## Entries shown

<<<<

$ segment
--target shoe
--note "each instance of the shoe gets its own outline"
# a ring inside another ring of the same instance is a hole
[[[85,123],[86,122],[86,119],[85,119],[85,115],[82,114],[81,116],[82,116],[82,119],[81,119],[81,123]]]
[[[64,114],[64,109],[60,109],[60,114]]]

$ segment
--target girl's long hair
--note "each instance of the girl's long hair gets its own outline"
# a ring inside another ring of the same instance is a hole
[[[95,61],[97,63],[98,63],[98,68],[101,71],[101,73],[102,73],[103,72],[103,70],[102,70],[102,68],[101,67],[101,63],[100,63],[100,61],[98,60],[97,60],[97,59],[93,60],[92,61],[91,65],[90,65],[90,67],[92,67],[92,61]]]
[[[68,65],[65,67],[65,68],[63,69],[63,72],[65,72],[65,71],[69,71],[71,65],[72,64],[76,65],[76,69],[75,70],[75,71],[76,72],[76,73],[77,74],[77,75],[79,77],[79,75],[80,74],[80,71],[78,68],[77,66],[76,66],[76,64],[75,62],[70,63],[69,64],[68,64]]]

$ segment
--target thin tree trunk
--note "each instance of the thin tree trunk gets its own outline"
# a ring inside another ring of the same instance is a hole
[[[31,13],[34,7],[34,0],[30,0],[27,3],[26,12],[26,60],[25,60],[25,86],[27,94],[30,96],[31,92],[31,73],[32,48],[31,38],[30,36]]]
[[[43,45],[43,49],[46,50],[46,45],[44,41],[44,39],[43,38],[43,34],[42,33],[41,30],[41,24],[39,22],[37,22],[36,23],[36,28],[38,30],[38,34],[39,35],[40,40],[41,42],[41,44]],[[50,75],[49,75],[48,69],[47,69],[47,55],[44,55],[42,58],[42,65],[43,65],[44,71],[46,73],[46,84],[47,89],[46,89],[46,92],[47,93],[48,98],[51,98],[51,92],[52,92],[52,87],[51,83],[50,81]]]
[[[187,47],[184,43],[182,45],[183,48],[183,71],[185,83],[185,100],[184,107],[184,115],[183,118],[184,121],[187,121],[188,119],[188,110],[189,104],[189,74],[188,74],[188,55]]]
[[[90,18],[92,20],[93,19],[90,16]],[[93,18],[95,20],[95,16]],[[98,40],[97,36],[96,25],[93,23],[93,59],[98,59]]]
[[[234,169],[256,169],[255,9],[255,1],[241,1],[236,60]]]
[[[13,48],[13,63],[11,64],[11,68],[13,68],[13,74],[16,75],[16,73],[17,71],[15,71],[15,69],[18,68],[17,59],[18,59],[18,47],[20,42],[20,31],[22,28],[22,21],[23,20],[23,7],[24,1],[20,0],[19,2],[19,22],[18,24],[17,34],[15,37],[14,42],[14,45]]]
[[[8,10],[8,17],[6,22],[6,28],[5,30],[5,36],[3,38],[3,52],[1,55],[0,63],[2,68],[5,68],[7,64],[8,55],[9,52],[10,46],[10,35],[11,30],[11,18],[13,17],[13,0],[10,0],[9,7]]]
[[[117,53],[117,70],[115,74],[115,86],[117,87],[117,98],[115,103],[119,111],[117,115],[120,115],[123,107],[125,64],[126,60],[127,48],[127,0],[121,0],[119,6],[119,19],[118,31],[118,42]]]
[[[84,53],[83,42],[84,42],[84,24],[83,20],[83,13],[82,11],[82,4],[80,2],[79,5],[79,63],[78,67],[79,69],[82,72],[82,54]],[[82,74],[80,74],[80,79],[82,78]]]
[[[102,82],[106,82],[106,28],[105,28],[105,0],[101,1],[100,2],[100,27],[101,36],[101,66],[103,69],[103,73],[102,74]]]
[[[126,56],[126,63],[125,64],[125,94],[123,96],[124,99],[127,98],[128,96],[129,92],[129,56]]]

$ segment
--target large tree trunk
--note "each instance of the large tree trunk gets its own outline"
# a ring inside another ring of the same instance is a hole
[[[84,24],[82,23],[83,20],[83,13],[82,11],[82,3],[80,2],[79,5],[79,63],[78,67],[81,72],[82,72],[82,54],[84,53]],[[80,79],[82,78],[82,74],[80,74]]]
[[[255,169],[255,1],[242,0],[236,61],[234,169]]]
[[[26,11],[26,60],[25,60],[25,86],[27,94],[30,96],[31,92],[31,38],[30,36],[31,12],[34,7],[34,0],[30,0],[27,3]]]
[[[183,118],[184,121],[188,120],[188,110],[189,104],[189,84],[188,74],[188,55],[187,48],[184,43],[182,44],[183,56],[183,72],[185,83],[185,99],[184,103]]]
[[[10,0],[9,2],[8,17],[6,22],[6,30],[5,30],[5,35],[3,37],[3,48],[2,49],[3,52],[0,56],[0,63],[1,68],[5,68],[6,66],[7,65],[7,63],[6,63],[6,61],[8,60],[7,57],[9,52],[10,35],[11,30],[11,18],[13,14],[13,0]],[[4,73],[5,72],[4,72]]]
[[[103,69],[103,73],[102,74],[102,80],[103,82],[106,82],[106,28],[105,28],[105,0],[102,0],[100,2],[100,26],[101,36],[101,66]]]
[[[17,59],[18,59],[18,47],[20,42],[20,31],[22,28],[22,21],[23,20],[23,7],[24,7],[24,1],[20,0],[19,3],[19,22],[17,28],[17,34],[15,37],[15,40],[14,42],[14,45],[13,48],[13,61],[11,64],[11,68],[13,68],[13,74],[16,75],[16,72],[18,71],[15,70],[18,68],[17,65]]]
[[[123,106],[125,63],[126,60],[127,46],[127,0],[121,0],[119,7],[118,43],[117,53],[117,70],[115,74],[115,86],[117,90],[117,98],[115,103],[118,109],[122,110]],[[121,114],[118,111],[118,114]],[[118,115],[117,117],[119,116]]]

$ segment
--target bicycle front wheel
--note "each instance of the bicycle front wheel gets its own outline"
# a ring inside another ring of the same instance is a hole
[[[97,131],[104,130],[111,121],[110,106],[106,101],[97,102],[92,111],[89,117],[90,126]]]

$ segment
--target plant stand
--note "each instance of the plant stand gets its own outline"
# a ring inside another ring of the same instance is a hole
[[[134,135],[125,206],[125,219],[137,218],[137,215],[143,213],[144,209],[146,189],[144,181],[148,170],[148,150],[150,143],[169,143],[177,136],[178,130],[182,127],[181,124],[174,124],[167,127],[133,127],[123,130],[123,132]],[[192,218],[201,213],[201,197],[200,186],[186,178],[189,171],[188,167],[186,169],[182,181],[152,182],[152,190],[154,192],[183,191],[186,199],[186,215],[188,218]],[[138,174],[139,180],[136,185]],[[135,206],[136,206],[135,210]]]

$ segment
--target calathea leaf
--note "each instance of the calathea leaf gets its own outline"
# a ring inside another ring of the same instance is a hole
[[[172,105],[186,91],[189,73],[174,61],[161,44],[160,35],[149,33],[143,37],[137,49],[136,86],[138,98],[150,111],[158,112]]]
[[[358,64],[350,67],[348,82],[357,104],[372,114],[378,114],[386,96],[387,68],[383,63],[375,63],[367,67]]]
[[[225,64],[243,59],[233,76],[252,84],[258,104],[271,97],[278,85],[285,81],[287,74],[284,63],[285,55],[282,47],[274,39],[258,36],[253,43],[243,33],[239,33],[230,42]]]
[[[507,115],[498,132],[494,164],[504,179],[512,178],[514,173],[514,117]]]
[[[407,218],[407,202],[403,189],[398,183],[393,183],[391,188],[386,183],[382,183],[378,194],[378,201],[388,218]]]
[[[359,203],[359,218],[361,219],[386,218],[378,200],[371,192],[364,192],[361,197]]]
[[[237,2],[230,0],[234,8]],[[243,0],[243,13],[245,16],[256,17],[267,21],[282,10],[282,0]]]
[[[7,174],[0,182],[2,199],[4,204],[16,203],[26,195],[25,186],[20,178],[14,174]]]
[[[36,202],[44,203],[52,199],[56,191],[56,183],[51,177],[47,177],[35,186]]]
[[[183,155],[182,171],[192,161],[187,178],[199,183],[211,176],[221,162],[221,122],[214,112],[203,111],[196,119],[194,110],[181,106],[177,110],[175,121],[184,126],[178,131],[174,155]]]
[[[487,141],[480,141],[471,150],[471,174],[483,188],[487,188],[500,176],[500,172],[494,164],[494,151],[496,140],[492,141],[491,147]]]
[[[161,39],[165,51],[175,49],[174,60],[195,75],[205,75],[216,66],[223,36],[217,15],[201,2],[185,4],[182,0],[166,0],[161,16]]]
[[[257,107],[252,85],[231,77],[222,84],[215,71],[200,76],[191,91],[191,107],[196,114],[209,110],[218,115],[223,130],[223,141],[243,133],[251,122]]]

>>>>

Pick out each line in the rows above that contains the word "front".

## Expected output
--target bicycle front wheel
--note "each instance of the bicycle front wheel gets its own outline"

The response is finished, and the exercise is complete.